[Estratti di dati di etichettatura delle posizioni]
((

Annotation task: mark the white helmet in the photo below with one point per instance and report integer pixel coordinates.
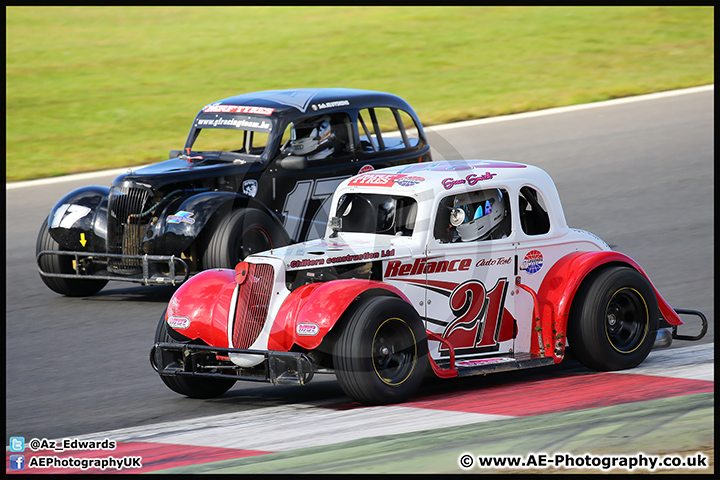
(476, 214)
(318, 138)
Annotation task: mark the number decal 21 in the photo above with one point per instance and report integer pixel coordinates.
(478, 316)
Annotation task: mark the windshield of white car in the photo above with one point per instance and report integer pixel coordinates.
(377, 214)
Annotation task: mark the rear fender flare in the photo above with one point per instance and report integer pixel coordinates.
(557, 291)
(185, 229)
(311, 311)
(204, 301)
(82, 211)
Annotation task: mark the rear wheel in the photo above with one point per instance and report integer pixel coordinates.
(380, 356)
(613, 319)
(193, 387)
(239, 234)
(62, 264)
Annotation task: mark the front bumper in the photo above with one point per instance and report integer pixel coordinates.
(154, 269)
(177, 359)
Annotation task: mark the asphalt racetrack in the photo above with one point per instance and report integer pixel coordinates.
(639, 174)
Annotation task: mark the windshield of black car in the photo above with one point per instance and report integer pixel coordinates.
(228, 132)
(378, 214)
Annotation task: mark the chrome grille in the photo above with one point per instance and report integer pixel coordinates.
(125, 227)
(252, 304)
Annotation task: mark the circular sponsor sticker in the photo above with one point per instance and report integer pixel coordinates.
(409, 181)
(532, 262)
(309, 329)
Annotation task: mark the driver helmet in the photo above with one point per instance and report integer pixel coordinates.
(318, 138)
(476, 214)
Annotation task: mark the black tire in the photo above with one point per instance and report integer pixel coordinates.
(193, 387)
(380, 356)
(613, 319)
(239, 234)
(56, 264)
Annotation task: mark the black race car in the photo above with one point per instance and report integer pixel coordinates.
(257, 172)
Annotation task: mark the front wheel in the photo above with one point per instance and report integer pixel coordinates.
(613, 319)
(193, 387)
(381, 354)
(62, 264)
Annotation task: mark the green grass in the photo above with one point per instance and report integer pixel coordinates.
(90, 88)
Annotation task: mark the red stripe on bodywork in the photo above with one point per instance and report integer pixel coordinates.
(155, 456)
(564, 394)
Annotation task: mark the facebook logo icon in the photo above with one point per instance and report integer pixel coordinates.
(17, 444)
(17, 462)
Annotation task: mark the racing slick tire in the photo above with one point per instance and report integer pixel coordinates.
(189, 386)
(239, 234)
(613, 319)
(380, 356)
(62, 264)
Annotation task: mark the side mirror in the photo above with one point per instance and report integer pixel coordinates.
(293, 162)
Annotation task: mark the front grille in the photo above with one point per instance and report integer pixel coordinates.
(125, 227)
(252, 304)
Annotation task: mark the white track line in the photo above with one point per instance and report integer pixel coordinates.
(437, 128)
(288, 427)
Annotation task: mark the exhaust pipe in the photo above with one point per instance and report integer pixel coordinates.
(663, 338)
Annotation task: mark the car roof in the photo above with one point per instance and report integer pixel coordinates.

))

CONSEGNA ESERCIZIO -> Riscrivi l'elenco dalla riga che contiene "Annotation task: mark the exhaust" fino alla fine, inclusa quella riga e con le richieste. Trasla le coordinate dei punti nelle risposte aggiungendo 131 a ogni numero.

SOLUZIONE DEL PROBLEMA ->
Annotation task: mark the exhaust pipe in the photo above with one point per instance and report integer pixel coordinates.
(794, 469)
Annotation task: mark the car roof in the photo above with one point per instance and report integer pixel coordinates.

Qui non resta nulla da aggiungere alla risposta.